■ **What you are asked to do**:
Beginning at the line that contains "If you could point out the burger patty", reproduce every line to the end of the material without changing any of them.
⁂
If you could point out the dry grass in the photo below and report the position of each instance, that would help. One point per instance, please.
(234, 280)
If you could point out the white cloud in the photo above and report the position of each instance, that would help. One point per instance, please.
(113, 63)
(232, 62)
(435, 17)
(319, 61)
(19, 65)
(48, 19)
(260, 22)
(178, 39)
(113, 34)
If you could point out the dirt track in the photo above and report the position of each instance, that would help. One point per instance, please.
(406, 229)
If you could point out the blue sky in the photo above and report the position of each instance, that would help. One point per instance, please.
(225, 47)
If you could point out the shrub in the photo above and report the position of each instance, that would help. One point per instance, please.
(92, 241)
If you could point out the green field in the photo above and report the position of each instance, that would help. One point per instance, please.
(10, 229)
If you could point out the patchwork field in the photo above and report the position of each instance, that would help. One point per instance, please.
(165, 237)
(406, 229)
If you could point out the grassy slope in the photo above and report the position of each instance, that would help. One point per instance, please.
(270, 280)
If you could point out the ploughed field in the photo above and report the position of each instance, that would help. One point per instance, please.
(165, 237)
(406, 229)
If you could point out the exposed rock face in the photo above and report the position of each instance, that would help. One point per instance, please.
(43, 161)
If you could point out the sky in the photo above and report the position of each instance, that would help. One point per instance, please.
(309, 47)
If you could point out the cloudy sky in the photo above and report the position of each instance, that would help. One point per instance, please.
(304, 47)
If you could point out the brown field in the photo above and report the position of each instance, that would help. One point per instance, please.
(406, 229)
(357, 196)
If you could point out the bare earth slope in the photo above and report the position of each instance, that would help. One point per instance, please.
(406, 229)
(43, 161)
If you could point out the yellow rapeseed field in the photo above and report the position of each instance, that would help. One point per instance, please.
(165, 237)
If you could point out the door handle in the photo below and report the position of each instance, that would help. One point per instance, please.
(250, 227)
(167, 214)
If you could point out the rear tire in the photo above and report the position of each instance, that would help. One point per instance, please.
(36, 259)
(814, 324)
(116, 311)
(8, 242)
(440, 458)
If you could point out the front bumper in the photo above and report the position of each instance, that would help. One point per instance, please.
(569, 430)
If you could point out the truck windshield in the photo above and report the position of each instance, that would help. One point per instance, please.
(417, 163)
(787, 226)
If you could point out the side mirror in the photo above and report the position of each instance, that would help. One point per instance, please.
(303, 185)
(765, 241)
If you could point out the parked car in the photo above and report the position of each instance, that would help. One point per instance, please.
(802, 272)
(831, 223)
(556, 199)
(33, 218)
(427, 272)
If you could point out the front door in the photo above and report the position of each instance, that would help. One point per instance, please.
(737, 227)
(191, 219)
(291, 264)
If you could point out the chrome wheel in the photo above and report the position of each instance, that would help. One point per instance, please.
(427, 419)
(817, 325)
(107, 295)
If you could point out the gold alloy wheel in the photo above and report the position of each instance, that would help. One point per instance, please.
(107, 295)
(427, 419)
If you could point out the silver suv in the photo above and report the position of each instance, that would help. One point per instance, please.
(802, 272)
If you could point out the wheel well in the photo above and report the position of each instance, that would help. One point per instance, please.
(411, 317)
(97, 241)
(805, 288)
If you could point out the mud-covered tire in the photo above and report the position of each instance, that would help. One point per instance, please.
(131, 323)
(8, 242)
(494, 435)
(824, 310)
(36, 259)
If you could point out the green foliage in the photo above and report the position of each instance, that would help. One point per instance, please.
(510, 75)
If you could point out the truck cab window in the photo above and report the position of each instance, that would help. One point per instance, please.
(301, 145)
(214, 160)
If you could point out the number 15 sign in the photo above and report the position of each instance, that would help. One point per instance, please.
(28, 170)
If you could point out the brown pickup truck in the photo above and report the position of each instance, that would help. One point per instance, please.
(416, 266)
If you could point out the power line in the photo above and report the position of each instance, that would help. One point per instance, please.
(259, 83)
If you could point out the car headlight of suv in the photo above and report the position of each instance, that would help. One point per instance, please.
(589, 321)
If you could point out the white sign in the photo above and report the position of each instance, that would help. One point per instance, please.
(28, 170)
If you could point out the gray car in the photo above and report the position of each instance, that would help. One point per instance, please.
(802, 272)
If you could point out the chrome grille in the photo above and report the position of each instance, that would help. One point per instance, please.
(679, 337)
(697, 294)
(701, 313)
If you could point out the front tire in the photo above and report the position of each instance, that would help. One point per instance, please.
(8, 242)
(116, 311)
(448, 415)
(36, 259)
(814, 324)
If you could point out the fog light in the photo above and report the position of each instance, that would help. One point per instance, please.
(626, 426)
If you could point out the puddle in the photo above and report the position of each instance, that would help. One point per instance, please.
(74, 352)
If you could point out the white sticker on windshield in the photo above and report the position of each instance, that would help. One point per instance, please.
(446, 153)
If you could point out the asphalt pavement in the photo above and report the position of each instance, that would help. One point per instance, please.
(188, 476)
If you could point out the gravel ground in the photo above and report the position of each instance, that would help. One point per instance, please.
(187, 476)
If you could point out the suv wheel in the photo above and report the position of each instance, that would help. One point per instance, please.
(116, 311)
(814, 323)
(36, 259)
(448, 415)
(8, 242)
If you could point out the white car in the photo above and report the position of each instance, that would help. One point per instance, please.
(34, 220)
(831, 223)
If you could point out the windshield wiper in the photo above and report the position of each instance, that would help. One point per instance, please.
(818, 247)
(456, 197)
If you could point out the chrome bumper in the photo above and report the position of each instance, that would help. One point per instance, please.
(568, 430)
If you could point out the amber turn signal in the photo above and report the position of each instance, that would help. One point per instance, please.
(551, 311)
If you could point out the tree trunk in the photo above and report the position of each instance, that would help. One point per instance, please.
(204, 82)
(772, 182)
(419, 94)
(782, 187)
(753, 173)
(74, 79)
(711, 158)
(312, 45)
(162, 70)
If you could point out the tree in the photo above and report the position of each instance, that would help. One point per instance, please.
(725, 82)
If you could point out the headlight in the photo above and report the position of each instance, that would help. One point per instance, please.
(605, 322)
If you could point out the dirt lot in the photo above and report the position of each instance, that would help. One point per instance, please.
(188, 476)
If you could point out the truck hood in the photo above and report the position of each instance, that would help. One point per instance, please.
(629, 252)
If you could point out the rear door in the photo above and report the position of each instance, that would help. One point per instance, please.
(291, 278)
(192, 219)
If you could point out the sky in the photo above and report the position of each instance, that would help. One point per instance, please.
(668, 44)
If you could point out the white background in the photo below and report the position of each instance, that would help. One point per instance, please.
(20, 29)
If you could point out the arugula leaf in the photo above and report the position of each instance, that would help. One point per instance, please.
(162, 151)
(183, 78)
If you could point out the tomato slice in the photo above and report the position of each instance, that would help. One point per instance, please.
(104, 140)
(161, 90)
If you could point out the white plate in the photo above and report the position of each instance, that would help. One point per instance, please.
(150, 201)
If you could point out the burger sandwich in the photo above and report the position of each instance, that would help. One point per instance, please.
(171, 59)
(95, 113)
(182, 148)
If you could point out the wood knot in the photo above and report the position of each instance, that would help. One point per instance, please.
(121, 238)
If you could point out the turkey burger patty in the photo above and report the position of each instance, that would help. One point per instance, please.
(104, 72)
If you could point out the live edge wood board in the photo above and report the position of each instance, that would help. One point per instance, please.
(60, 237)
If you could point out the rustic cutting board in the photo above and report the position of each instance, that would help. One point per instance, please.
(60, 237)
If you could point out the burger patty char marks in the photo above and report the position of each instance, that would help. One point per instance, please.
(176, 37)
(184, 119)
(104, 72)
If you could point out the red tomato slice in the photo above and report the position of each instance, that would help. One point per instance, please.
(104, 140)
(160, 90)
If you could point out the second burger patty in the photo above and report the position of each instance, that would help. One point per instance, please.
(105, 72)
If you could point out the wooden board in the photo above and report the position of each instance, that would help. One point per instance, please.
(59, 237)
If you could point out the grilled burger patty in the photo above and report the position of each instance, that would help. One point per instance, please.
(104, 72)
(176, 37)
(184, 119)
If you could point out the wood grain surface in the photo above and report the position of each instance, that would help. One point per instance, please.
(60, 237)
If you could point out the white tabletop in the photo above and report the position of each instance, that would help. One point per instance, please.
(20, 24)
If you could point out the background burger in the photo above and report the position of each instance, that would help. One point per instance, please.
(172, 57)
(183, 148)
⁂
■ **Problem solution**:
If you could point out the burger patty char marks in the photo above and report the position of each instance, that would help. One point per instance, please.
(176, 37)
(184, 119)
(104, 72)
If you could point out the red tomato slice in the photo above and report the position of each instance, that would help. One point per instance, please.
(104, 140)
(160, 90)
If you could point out the second burger patty in the photo above and report the position of each instance, that would help. One point per instance, please.
(105, 72)
If you could point out the wooden board in the photo above and report the position of each instance, that would help. One point per instance, please.
(59, 237)
If you could point out the grilled burger patty in the photo above and report the position of each instance, that would help. One point per instance, please.
(104, 72)
(176, 37)
(184, 119)
If you could point out the wood grain surface in the photo above and report the position of each instance, that would help. One point per instance, please.
(60, 237)
If you could point out the white tabletop in the photo above and report the position of each instance, that would help. One point per instance, please.
(20, 24)
If you could point out the background burger in the photo above and report the position of each instance, that would help. One point per instance, please.
(172, 57)
(183, 148)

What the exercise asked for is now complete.